__Selected passage__.
COLLEGE FOOTBALL ’94 / SEASON PREVIEWS : The Arms Race : A Pocketful of Quarterbacks Could Throw Pac-10 Records Out the Window This Season


Last year, this Pacific 10-headed quarterback averaged 6 feet 2.7 inches, 202.8 pounds and passed for 20,688 yards and 153 touchdowns.

The collective conference beast might have sent even more defensive coordinators screaming into the night had it not been for those wishbones at Oregon State, which passed only in states of emergency.

Pac-10 Quarterback Man gobbled up efficiency marks and yardage records as it stalked the hallowed footprints left by the likes of John Elway and Dan Fouts.

The conference was no place for the honors-sensitive.


The University of Oregon quarterback who passed for 300 yards or more in a game six times, threw for 3,224 yards and 22 touchdowns?

Folks, this was your all-conference honorable mention .

The USC quarterback who is bidding to become the first non-running back to win a Heisman Trophy at Tailback U?

Well, the Stanford kid once chased him to wide receiver when they were high school teammates.


The California quarterback, a face in this crowd, may some day be playing in a Super Bowl near you.

The UCLA quarterback threw four interceptions. All year.

The Arizona quarterback, despite his numbers, has to take a number for the purposes of this examination.

The quarterback at Arizona State, a sophomore, may eventually be better than all his elders.


The bad news for defenses is that eight of the 10 conference starters have returned to wreak further havoc.

“It’s a nightmare, no doubt,” Cal defensive coordinator Artie Gigantino said. “The problem is a quarterback, with his arm, can beat you. You can stop a great running back. But when a quarterback gets hot, he can kill you.”

Sports information directors up and down the coast are tripping over their brochures.

USC’s Rob Johnson, most experts agree, leads the Pac-10 pack. The Trojans wasted no time in touting Johnson on the media cover as “Heisman Candidate.” Of course, Heisman hype and pro potential are different animals when it comes to quarterbacks (see Gino Torretta, Charlie Ward, Ty Detmer, et al.).


So, while Johnson may be all the rave with the NFL, Stanford’s Steve Stenstrom has the numbers and certainly the right publicity director, Coach Bill Walsh, passing out leaflets in the Heisman marketing campaign.

“Already ahead of 70% of the NFL quarterbacks in terms of throwing to alternative receivers,” the respected Walsh bellowed about Stenstrom for the preseason publications.

Across the Bay, Cal’s Dave Barr cranks up for his senior season having set the conference record last year for passing efficiency with a mark of 164.5--10th-best in NCAA history.

Yet, he can hardly get a Heisman word in edgewise in a conference that already includes Johnson, Stenstrom and UCLA receiver J.J. Stokes.


Barr said he doesn’t mind the competition.

__Source excerpt__.
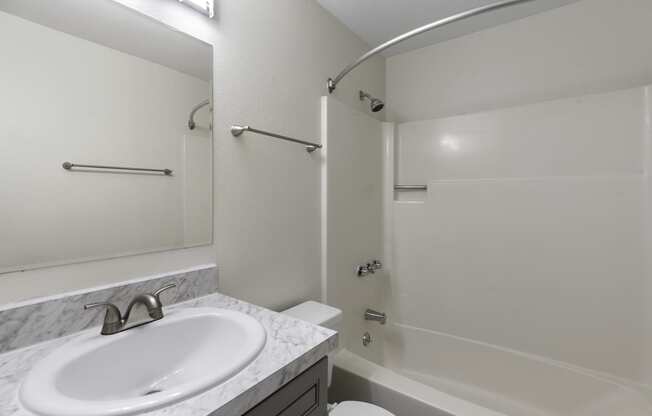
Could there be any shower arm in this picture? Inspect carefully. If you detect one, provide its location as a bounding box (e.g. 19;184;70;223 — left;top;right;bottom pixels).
328;0;534;93
188;100;211;130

__Stated task 1__. Reproduce the Pac-10 quarterbacks preview word for word, from "Last year, this" up to and including "and 22 touchdowns?".
__Stated task 2__. Could you carry the Pac-10 quarterbacks preview forward, starting after its final sentence?
The listing comes from a different source than the Pac-10 quarterbacks preview.

__Exercise result 1__.
Last year, this Pacific 10-headed quarterback averaged 6 feet 2.7 inches, 202.8 pounds and passed for 20,688 yards and 153 touchdowns.

The collective conference beast might have sent even more defensive coordinators screaming into the night had it not been for those wishbones at Oregon State, which passed only in states of emergency.

Pac-10 Quarterback Man gobbled up efficiency marks and yardage records as it stalked the hallowed footprints left by the likes of John Elway and Dan Fouts.

The conference was no place for the honors-sensitive.


The University of Oregon quarterback who passed for 300 yards or more in a game six times, threw for 3,224 yards and 22 touchdowns?

__Exercise result 2__.
“I couldn’t really care less who’s out there,” he said. “It’s not going to be a battle of numbers. We all have our own goals. Anyway, the numbers don’t tell everything.”

The logjam figures to cause more headaches for conferences SIDs, some of whom are trying to get out the vote.

“We’re all going to be beating up on each other,” Stanford SID Gary Migdol conceded.


“They’re all going to have great years. Someone will rise to the top. It will likely depend on how the team is doing.”

Johnson, Stenstrom and Barr make up the prime-time short list, but the Pac-10 quarterback well may run six or seven deep. Taking aim behind the big guns are Danny O’Neil of Oregon, Wayne Cook of UCLA, Dan White of Arizona, Jake Plummer of Arizona State and perhaps Damon Huard of Washington.

“When you have two quarterbacks that are Heisman candidates (Stenstrom and Johnson), everybody else is going to be overshadowed,” acknowledged O’Neil of Oregon. “Look at what Cook did. He was the quarterback who took his team to the Rose Bowl, he’s returning, and he’s barely mentioned. That’s tough.”

The draftniks already are touting the pro potential of Plummer, the ASU sophomore.


“He’s one of the top three quarterbacks in the country right now,” Mel Kiper Jr. contends. “He has a chance to be as good as any quarterback in the Pac-10 since Elway.”

So, this is the best returning group of Pac-10 quarterbacks ever?

Not so fast. The Class of 1988 still holds the distinction with its group of Troy Aikman, UCLA; Rodney Peete, USC; Bill Musgrave, Oregon; Timm Rosenbach, Washington State; Troy Taylor, Cal; Erik Wilhelm, Oregon State, and Cary Conklin, Washington.

All seven were NFL draft picks.


The 1994 cast, at least for now, does not measure up.

“If I had to put them in order now, where I thought they’d fall (in the draft), I’d go Johnson, Stenstrom, Barr and O’Neil,” said John Becker, the Rams’ director of player personnel.

Some, however, aren’t sold on Stenstrom’s arm strength.

“Bill Walsh can say all he wants about how great a quarterback Steve Stenstrom is,” Kiper said. “But Steve Stenstrom is not going to carry a great grade heading into the NFL draft. Now, if (Walsh) had Rob Johnson and was saying those things about him, it would carry more weight, because Rob Johnson can play for anybody.”


In order of preseason clout, here’s a look at the quarterbacks of the Pac-10:


Senior, USC

* Size: 6 feet 4, 220 pounds.


* 1993 statistics: Completed 68.6% of his passes for 3,630 yards, with 29 touchdowns and six interceptions.

* Comments: He’s the real deal, a probable first-round NFL pick. The loss of Johnnie Morton, the All-American receiver, might cut into his numbers a bit.

* Kiper: “The best of the group--arm, size, everything. Has added about 10 pounds and is bigger physically.



Senior, Stanford

* Size: 6-3, 205.

* 1993 statistics: Completed 65% of passes for 3,627 yards, with 27 touchdowns and 14 interceptions.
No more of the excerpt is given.